The problem:
Please write out all the lines below word for word, leaving the pictures out.

Record extracts:
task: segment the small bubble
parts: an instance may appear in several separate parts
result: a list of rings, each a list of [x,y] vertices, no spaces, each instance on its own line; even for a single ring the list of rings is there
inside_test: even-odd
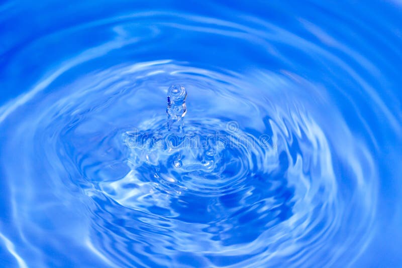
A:
[[[181,168],[181,166],[183,165],[183,163],[181,162],[181,160],[175,160],[173,162],[173,165],[174,166],[175,168]]]

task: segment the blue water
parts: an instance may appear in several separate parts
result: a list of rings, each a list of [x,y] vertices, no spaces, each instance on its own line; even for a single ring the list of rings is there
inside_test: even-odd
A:
[[[401,69],[398,0],[3,1],[0,266],[402,267]]]

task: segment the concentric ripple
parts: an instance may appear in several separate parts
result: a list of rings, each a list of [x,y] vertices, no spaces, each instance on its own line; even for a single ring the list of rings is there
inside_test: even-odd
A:
[[[21,92],[0,107],[4,263],[366,263],[382,224],[380,170],[400,152],[378,156],[402,133],[400,106],[385,104],[400,93],[377,89],[400,81],[396,60],[371,54],[378,29],[359,32],[373,41],[363,47],[334,27],[360,29],[364,14],[334,9],[319,26],[310,12],[328,11],[311,3],[259,7],[281,19],[203,5],[209,14],[95,9],[3,47],[3,84]],[[184,142],[172,147],[173,84],[187,97]]]

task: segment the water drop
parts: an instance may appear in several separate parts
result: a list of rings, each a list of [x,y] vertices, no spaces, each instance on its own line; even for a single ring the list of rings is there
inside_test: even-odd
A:
[[[167,90],[167,128],[169,131],[182,134],[183,117],[187,112],[187,91],[181,85],[172,85]]]
[[[173,162],[173,165],[175,168],[181,168],[183,165],[183,162],[181,162],[181,160],[177,159]]]

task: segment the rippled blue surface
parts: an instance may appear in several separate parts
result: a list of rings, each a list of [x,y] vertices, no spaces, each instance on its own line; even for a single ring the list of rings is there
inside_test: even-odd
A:
[[[0,266],[402,266],[401,18],[398,1],[2,2]],[[220,141],[130,146],[165,137],[172,84],[187,135]],[[267,143],[229,146],[242,135]]]

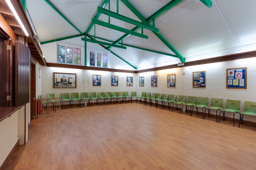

Final result:
task: segment the small bubble
parts: an instance may appear in several separate parts
result: a list of rings, each a list of [x,y] vertices, no spaces, each instance on its own line; even for a single ring the list of rings is there
inside_test: even-odd
A:
[[[181,168],[181,166],[183,165],[183,163],[181,162],[181,160],[175,160],[173,162],[173,165],[174,166],[175,168]]]

task: segment the blue water
parts: an instance may appear in several separate parts
result: a list of rings, each a list of [x,y] vertices, no spaces, each instance on its own line; even for a single ring the list of rings is there
inside_test: even-odd
A:
[[[401,69],[398,0],[3,1],[0,266],[402,267]]]

task: segment the concentric ripple
parts: an instance may appear in several separate parts
result: a list of rings, each a list of [x,y] vertices, no spaces, each instance on its own line; even for a single ring the list of rings is there
inside_test: even-odd
A:
[[[21,92],[0,107],[4,263],[366,263],[382,224],[380,170],[400,152],[378,156],[402,133],[400,106],[385,104],[400,93],[377,89],[400,81],[396,60],[371,54],[378,29],[359,32],[373,41],[363,47],[334,27],[360,29],[364,14],[334,9],[319,26],[310,12],[328,11],[311,3],[259,7],[281,19],[203,5],[209,14],[95,9],[3,47],[3,84]],[[184,142],[172,147],[173,84],[187,97]]]

task: segment the water drop
parts: an instance may appear in several separate parts
result: a list of rings, each a list of [x,y] vertices, no spaces, each instance on its own line; even for a single ring the list of rings is there
inside_test: even-odd
A:
[[[167,90],[167,128],[169,131],[182,134],[183,117],[187,112],[187,91],[181,85],[172,85]]]
[[[173,162],[173,165],[175,168],[181,168],[183,165],[183,162],[181,162],[181,160],[177,159]]]

task: segment the rippled blue surface
parts: an instance may appear in several separate parts
result: a list of rings, each a list of [x,y] vertices, no spaces, each instance on its own line; even for a single ring the list of rings is there
inside_test: even-odd
A:
[[[0,266],[402,266],[401,18],[398,1],[2,2]],[[220,141],[130,146],[165,137],[172,84],[187,135]],[[267,143],[229,146],[242,135]]]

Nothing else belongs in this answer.